**TASK DETAILS**
Repeat precisely, and only, the lines between the line containing "In the photograph above, where can the drawer" and the end of the listing below, both ends included.

(Records excerpted from a collection)
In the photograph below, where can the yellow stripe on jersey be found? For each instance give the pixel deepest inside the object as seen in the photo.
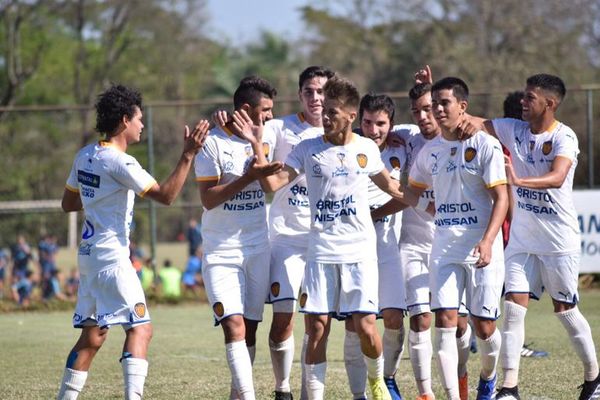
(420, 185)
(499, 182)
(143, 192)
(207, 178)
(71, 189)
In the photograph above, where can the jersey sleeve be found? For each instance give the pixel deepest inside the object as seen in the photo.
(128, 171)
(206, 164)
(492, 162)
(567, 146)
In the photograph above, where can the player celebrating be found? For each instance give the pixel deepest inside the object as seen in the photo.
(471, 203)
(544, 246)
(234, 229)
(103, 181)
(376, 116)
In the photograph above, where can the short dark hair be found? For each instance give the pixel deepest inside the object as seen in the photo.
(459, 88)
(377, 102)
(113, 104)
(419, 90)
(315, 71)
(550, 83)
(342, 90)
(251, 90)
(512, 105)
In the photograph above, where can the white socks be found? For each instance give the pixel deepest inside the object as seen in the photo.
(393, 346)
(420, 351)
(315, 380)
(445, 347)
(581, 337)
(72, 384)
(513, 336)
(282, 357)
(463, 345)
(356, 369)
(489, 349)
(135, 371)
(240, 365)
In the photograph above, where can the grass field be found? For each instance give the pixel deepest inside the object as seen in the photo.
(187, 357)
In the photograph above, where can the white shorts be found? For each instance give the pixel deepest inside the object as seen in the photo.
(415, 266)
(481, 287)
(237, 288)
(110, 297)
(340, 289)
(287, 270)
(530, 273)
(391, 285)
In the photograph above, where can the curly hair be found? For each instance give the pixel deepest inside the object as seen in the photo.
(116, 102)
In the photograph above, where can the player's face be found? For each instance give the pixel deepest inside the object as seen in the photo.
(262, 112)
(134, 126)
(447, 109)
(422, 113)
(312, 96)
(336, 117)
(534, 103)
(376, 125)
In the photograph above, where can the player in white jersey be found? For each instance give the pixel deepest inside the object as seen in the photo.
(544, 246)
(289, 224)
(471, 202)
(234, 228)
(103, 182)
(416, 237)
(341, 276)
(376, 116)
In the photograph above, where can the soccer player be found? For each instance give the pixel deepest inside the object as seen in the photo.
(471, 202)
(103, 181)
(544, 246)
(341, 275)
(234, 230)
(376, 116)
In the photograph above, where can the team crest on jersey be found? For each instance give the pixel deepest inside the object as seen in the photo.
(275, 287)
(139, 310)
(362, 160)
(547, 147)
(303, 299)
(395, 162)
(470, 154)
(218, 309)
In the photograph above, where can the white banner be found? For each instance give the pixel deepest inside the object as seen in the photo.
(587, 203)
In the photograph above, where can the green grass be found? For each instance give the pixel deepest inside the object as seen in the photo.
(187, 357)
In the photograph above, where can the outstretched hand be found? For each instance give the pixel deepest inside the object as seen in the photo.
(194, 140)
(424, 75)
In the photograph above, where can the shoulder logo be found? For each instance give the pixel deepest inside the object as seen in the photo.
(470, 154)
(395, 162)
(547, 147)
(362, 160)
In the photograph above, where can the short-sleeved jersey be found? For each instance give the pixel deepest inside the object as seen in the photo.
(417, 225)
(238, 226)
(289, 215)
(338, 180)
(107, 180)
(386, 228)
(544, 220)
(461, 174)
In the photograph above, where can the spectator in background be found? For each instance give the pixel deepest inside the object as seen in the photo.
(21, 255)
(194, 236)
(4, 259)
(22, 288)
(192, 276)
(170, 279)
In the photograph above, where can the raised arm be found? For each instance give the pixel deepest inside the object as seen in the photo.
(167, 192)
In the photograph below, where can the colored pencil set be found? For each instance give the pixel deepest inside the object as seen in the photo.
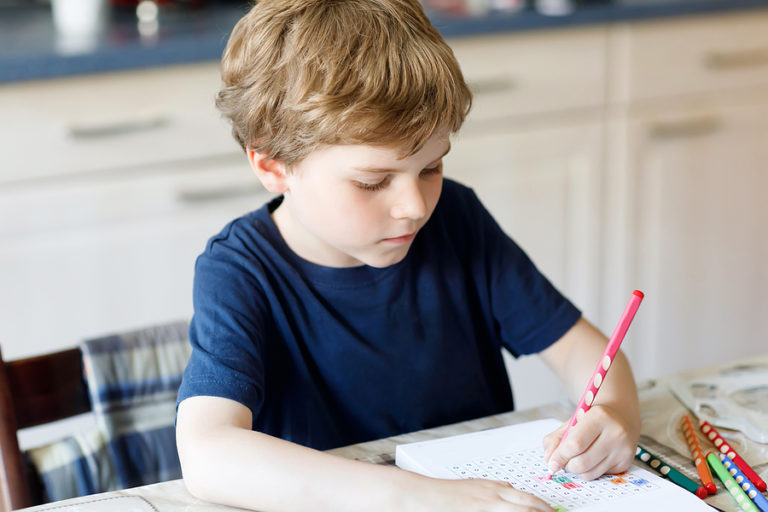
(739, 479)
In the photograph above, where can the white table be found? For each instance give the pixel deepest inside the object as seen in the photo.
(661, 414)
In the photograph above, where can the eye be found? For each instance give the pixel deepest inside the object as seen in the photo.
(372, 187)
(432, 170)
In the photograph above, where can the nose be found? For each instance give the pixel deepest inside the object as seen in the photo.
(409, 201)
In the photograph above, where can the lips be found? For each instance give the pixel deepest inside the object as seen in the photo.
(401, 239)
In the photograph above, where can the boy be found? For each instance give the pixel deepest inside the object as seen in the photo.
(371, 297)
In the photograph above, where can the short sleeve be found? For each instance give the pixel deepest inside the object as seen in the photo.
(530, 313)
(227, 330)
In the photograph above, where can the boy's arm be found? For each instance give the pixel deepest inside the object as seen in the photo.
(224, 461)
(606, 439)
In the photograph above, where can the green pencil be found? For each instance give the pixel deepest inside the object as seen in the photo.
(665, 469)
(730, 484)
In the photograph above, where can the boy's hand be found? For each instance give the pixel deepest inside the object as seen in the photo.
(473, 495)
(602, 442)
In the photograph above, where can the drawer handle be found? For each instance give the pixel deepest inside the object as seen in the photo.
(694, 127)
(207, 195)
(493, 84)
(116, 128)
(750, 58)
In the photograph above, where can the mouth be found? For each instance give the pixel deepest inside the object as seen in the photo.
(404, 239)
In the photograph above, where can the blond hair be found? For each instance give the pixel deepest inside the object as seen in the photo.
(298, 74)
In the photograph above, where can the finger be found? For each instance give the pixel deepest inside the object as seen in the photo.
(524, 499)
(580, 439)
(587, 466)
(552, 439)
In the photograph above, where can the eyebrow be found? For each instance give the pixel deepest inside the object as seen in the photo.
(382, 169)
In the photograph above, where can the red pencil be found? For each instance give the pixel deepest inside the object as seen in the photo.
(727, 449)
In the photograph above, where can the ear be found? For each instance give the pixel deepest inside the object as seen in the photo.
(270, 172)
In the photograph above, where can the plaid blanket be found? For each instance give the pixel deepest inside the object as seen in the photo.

**OUTPUT FOR THIS TASK**
In the photograph above, where can the drawer handle be found? For each instance give the pixel deepest inside the object as seen in the photo.
(694, 127)
(207, 195)
(493, 84)
(116, 128)
(750, 58)
In the photograph above, where can the mouth be found? For each instance give the pixel deepest inside the object as seen in the photo.
(404, 239)
In the photograph above, where can the blond hair be found? For each instance give the pixel deepest inside the object as seen in the photo.
(298, 74)
In the photograph above, where can the finger be found? For each instance give the pixel deepest inside the object as seen in the photo.
(524, 499)
(580, 439)
(587, 466)
(552, 439)
In the photograph above, where can the eyebrow be found? For each instance give the pixel deepest inside the object as seen in the photo.
(382, 169)
In the photograph above, where can the red pencil be found? For each instance give the pixel deepest inside the object as seen in the photo.
(727, 449)
In the photograph above, where can the ear be found? For each instance give the pixel deepest inside the object as seen in the photo.
(270, 172)
In the photograph above, where can the plaid blanket be found? For each instance give the pixel deepest inside the object as seen in the photo.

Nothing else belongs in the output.